### SUPPLIED TEXT
Hearings by the House and Senate Address For-Profit Education, Credit Hours and Accreditation

The House Education and Labor Committee held a hearing on June 17, 2010 on accrediting organizations and credit hours. The following week, the Senate Committee on Health, Education, Labor and Pensions held a hearing on June 24, 2010 on for-profit higher education. Together, these two hearings demonstrate a strong interest by the House and Senate in oversight of issues that have an impact on accreditation.

U.S. House of Representatives Hearing on Accreditation and Credit Hours

The House Education and Labor Committee hearing on June 17, 2010 focused on accrediting organizations’ review of institutions’ policies on credit hours and program length. Kathleen Tighe, USDE’s Inspector General (IG), provided an overview of recent Department reports on credit hours and program length with regard to the three largest regional accreditors. Other witnesses included Sylvia Manning, President of the North Central Association’s Higher Learning Commission; and Michale McComis, Executive Director of the Accrediting Commission of Career Schools and Colleges.

In his prepared opening statement, Committee Chair George Miller (D-California) indicated his concern about the increased cost of higher education and growing student indebtedness, as well the cost to students and taxpayers of inflated credit hours. While initially stating that the need for greater higher education accountability regarding the assignment of credit hours cut across all types of institutions, his closing commented suggested a particular concern with the for-profit sector. He cited the IG’s findings that the three regional accreditors did not have definitions for credit hours and that only one of the three has a definition of program length.

Several committee members echoed Miller’s comments and noted the importance of a clear definition of credit hours, such as the definition included in USDE’s proposed regulations. Both witnesses from accrediting organizations testified that while having an established federal definition for a credit hour would not be harmful, such a definition, by itself, would not enhance academic quality.

With regard to accreditation, the committee:

  • Expressed a strong interest in greater federal involvement in the assigning of credit hours, perhaps including standardization at the federal level.
  • Raised a number of questions about current accrediting organizations’ monitoring of assignments of credit hour by the institutions and programs they accredit.
  • Explored the appropriate assignment of credit hours as this relates to academic quality.

### WHAT YOU NEED TO DO
- 1) According to the hearings report, on what date did the Senate Committee on Health, Education, Labor and Pensions hold its hearing on for-profit higher education?
- 2) Write out the stretch of the hearings report from "In his prepared" through "of program length.".
- 3) Recast the paragraph of the hearings report that begins "The House Education and Labor Committee hearing on June 17, 2010 focused" as a short bulleted list, keeping its main facts.
The records come from a separate source.

### RECORD SET
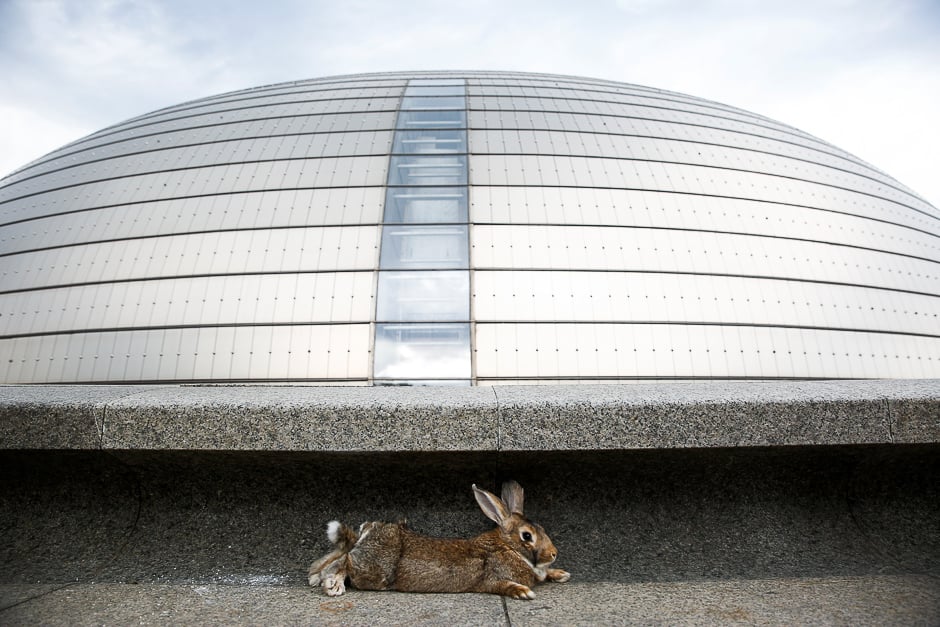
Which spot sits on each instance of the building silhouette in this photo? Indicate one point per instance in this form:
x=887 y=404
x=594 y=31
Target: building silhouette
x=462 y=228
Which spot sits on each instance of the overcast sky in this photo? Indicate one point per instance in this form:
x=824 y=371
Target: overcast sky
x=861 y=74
...
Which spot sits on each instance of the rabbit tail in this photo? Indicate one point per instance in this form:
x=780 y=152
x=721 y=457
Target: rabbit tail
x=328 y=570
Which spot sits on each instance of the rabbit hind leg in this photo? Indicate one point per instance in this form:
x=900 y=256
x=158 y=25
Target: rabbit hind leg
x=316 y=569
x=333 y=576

### THE REPLIES
- 1) June 24, 2010.

- 2)
In his prepared opening statement, Committee Chair George Miller (D-California) indicated his concern about the increased cost of higher education and growing student indebtedness, as well the cost to students and taxpayers of inflated credit hours. While initially stating that the need for greater higher education accountability regarding the assignment of credit hours cut across all types of institutions, his closing commented suggested a particular concern with the for-profit sector. He cited the IG’s findings that the three regional accreditors did not have definitions for credit hours and that only one of the three has a definition of program length.

- 3)
- Hearing: House Education and Labor Committee, June 17, 2010
- Focus: accrediting organizations' review of institutions' policies on credit hours and program length
- Kathleen Tighe, USDE's Inspector General, gave an overview of recent Department reports on credit hours and program length for the three largest regional accreditors
- Other witnesses: Sylvia Manning, President of the North Central Association's Higher Learning Commission, and Michale McComis, Executive Director of the Accrediting Commission of Career Schools and Colleges